Despite Arlington's 21 confirmed cases of West Nile virus, few are overly concerned about mosquito bites.
"Everybody is outside, but nobody seems to be too concerned about it," Jack Pullar said about his neighborhood.
"I'm outdoors a lot, but I don't have a lot of concern [about mosquitos]," Rick Logan said.
Arlington has more confirmed West Nile virus cases than any other Tarrant County city -- something that really bites Jeffery Nowell.
Nowell, a self-described regular victim of mosquito bites, has gone through more cans of bug spray this summer than ever before.
"If I hadn't been worrying about it, I guess I wouldn't wear any bug spray," he said. "I don't like to get bit. It's irritating, and the fact that something that irritating could be followed up with a virus, well, I guess I've got to take precautions."
The city of Arlington continues to survey and use larvacide.
Though officials say they're prepared to spray, it's often a last resort because health officials claim it can be less than effective, the city said.
In light of the recent increase in West Nile virus cases -- which jumped from two at the beginning of July -- Arlington is considering further steps, though it has not said what steps.
Until then, the city urges residents to be the first line of defense.
"I think everybody in the neighborhood realizes that standing water and trees and shrubbery can be a problem, so everybody sprays pretty diligently," Pullar said.

## PROMPT
According to the West Nile virus text, what does the city of Arlington continue to do?

Image point grounding data:
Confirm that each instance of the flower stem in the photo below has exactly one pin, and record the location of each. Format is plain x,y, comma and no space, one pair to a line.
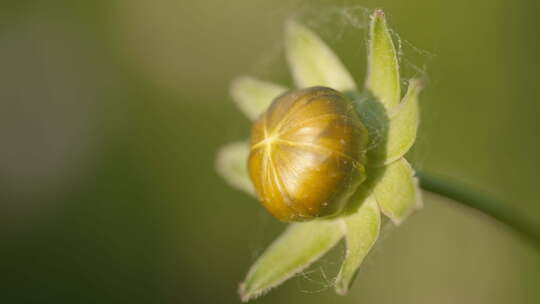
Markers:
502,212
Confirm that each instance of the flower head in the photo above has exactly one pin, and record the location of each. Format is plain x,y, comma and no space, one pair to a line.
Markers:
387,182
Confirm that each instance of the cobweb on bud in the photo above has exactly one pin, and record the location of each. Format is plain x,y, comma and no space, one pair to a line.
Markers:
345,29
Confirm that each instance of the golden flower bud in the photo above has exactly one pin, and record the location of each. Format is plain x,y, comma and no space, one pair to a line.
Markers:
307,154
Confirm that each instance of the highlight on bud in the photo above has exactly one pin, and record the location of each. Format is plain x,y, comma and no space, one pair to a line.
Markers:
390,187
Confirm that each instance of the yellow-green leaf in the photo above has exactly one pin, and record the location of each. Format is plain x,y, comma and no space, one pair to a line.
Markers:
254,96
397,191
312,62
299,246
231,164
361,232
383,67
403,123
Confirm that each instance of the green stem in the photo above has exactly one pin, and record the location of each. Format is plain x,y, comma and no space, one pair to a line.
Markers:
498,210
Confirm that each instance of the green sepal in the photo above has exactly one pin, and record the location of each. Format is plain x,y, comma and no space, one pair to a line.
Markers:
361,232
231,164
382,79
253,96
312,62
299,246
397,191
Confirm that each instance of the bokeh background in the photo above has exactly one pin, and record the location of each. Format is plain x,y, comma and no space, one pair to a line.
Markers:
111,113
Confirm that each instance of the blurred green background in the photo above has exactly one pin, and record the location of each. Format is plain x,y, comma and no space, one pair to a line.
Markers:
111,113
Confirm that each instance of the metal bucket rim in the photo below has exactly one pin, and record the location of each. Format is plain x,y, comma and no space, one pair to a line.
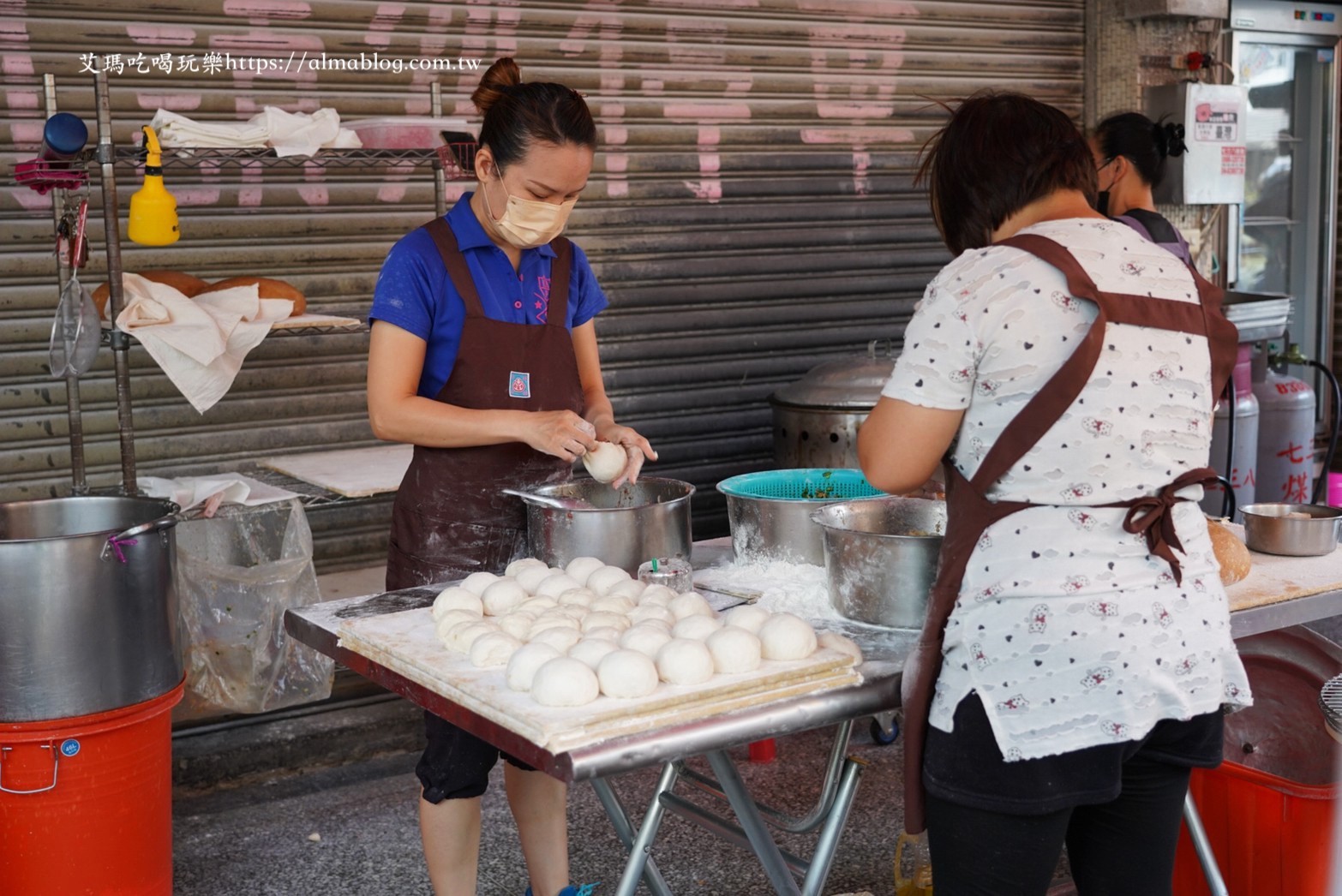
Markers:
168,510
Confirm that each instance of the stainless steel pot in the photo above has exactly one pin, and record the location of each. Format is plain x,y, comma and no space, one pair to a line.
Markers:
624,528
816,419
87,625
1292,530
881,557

## REPLY
It continues to survey and use larvacide.